** begin Input material **

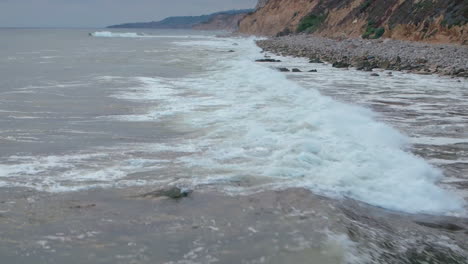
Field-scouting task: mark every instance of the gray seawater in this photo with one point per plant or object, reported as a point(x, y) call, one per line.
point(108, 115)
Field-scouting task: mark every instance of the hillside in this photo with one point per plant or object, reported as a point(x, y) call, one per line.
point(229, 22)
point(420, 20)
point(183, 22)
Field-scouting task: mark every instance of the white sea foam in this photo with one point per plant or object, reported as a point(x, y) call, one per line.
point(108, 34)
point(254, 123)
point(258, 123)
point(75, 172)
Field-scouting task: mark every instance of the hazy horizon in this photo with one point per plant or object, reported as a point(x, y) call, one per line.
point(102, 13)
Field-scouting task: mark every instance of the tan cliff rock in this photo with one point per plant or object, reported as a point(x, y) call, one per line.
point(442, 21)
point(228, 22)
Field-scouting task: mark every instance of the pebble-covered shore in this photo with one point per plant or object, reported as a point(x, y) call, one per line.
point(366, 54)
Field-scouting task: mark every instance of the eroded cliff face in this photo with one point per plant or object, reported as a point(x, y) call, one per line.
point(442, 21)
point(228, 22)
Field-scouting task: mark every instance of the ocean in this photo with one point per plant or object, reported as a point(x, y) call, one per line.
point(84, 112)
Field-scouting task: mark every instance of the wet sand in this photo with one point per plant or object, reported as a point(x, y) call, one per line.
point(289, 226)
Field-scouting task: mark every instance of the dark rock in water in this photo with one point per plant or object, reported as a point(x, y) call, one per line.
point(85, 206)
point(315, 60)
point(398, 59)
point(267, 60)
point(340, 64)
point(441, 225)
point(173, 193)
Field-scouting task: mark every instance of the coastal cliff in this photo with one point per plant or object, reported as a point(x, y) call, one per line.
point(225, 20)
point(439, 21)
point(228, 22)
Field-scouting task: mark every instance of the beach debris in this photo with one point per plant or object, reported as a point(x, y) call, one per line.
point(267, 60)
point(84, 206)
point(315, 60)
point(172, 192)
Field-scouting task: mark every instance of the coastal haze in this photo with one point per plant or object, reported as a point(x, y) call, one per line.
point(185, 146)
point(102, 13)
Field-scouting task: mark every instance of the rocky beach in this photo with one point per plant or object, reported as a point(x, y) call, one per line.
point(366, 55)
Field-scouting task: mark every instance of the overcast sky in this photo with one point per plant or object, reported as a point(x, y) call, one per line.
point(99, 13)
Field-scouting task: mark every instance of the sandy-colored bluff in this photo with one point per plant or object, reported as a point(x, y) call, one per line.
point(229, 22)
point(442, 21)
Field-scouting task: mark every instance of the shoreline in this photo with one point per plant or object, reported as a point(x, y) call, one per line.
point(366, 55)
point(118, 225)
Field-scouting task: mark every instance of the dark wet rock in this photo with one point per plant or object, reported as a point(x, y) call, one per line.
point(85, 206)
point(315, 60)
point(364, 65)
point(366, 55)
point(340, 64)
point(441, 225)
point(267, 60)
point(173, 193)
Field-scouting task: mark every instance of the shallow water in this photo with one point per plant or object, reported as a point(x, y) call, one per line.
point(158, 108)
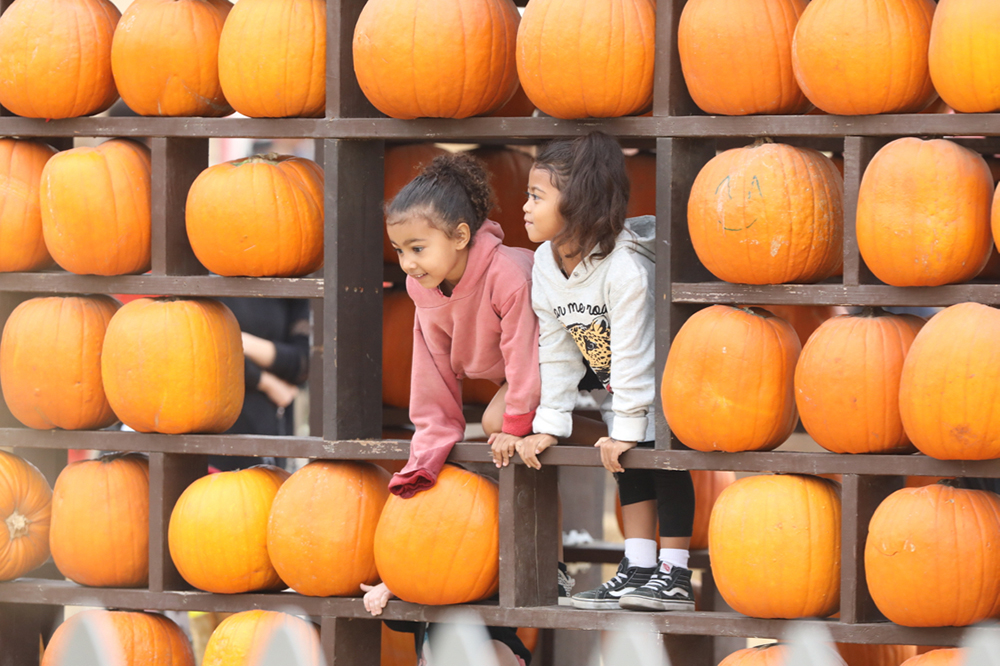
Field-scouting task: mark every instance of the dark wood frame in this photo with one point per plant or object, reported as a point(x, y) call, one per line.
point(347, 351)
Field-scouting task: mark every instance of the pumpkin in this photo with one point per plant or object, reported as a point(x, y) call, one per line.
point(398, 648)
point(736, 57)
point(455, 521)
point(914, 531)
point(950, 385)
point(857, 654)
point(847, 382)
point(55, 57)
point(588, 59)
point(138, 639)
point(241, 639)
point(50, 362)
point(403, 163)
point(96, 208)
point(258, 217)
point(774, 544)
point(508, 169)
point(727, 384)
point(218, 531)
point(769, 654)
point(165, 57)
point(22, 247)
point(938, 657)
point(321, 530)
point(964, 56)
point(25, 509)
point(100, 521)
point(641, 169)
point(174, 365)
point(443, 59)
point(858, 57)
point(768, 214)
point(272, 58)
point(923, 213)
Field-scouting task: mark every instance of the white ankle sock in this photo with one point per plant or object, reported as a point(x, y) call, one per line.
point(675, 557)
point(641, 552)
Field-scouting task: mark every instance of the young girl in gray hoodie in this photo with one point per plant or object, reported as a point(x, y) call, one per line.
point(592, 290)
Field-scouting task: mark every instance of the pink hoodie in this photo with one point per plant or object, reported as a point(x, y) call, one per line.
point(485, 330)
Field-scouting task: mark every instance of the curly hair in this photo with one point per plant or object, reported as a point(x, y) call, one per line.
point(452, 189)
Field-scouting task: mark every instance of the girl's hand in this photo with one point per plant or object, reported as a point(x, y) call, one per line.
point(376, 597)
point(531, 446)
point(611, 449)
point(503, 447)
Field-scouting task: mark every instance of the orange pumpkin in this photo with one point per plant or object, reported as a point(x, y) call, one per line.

** end Input material **

Copy the rows again from the start through the line with "point(289, 226)", keeping the requests, and shift every x and y coordinate in the answers up by 109. Leave the pictures out.

_Answer to the task_
Field-scouting task: mark every instance of the gray seawater in this photo with one point per plant or object, reported as a point(x, y) call, one per line.
point(217, 224)
Field-scouting task: mark every instance of the hillside in this photo with one point per plant or object, reported as a point(x, y) call, one per line.
point(338, 131)
point(529, 129)
point(292, 131)
Field-scouting task: mark every instance of the white sea foam in this photo with one point per plant or object, reported as a point(x, y) call, one per line.
point(217, 143)
point(363, 232)
point(367, 232)
point(184, 281)
Field-scouting task: mark every instance of the hazy horizon in this photo with one point per plant or object, reported as a point(x, y) call, one per line.
point(211, 122)
Field-scouting task: mark every instance of the tan cliff rock in this photo with one point per plant or object, reported as a point(x, y) call, one per line.
point(551, 130)
point(337, 131)
Field-scouting task: mark every instance of the pebble-covered shore in this photo with one point per plant or object, reported as a point(x, y) call, one per line.
point(475, 163)
Field-scouting task: mark every instance of the eroded cliff face in this photo with one point per plant or object, reported as a point(x, y) call, one per line.
point(551, 130)
point(337, 131)
Field-scouting task: mark every instance of the ocean in this photo with one point per plant or object, reported as a point(x, y) call, one per line.
point(193, 221)
Field-scouting task: mark every instance of the wet sand in this photo with one point per plant or object, reported as a point(x, y) call, one per line.
point(398, 335)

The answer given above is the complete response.